- [WORK INSTRUCTIONS] Rewrite the items below, replacing "farthest from its outline" with "farthest from its edges" wherever it occurs and leaving every other word unchanged.

- [DATASET RECORDS]
------------------------
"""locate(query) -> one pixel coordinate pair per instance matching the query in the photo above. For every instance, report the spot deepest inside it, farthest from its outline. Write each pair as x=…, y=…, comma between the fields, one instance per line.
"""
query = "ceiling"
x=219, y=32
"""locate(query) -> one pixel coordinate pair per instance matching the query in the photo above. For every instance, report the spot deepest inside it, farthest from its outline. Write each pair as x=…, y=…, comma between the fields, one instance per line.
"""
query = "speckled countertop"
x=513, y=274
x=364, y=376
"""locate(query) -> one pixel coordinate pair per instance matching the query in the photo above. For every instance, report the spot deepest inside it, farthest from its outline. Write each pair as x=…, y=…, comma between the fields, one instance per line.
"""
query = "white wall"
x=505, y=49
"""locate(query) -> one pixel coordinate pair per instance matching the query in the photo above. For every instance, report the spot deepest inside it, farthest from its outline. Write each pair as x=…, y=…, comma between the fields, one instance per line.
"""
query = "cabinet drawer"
------------------------
- [RESPONSE TO THE TASK]
"""locate(query) -> one pixel coordinate pair per instance matching the query in the photo above. For every instance, report the spot deepest inside it, farthest from its edges. Write each pair as x=…, y=…, comma between the fields, one instance per line.
"""
query = "ceiling"
x=219, y=32
"""locate(query) -> one pixel coordinate pair per instance matching the query in the photo above. For every instance, report the spot deepest inside it, farthest from its edges. Write each pair as x=…, y=…, comma between the fields, one instance per line.
"""
query = "speckled countertop"
x=513, y=274
x=364, y=376
"""locate(query) -> one pixel coordinate pair per instance matching the query in the photo above. For every instance, report the spot deepest inside it, farthest from its edges. Write each pair as x=…, y=…, comma between the fields, one instance per line.
"""
query = "white wall"
x=505, y=49
"""locate(query) -> one pixel coordinate pair per instance matching the query in the photo above. For every instance, report the spot deepest inside it, farthest from its edges. Write each pair as x=…, y=…, comma between the fields, one instance per line.
"""
query = "cabinet drawer"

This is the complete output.